* **OBJECTIF A**
Recopiez fidèlement le passage du texte sur l’essor des start-ups au Congo, de "Les autorités congolaises" à "l’exemple du Rwanda.".

-------- TEXTE FOURNI --------

En choisissant le Congo comme vitrine francophone, Rome espère contribuer à rééquilibrer la géographie du capital-risque. Le dispositif prévoit un fonds de garantie, cogéré avec l’Agence de promotion des investissements, destiné à couvrir partiellement le risque monétaire et politique.
Les autorités congolaises entendent également mobiliser le Fonds souverain pour l’avenir du Congo afin de co-investir au capital des jeunes pousses stratégiques. « Nous voulons être actionnaires de notre propre croissance », souligne un conseiller du Premier ministre, citant l’exemple du Rwanda.
Défis techniques et réponse gouvernementale
Sur le terrain, les start-ups devront composer avec l’accès encore irrégulier à l’électricité et à l’internet haut débit. Le gouvernement assure que la construction du troisième backbone fibre optique, financée par la Banque mondiale, réduira la latence à moins de 50 millisecondes.
Des universités publiques participeront au dispositif. Trois nouvelles filières de licence, orientées intelligence artificielle, cybersécurité et agrotech, ouvriront en octobre sur le campus de l’Université Marien-Ngouabi. Les diplômés auront un accès prioritaire aux concours de sélection des projets appuyés par le plan Mattei.

-------- DONNÉES DE TRAVAIL --------

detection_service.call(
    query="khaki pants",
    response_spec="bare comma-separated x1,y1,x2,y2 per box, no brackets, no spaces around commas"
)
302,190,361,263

--------

* **OBJECTIF B**
Reproduisez à l’identique l’ensemble des lignes de données figurant ci-dessus.

* **RÉPONSE DÉTAILLÉE A**
Les autorités congolaises entendent également mobiliser le Fonds souverain pour l’avenir du Congo afin de co-investir au capital des jeunes pousses stratégiques. « Nous voulons être actionnaires de notre propre croissance », souligne un conseiller du Premier ministre, citant l’exemple du Rwanda.

* **RÉPONSE DÉTAILLÉE B**
detection_service.call(
    query="khaki pants",
    response_spec="bare comma-separated x1,y1,x2,y2 per box, no brackets, no spaces around commas"
)
302,190,361,263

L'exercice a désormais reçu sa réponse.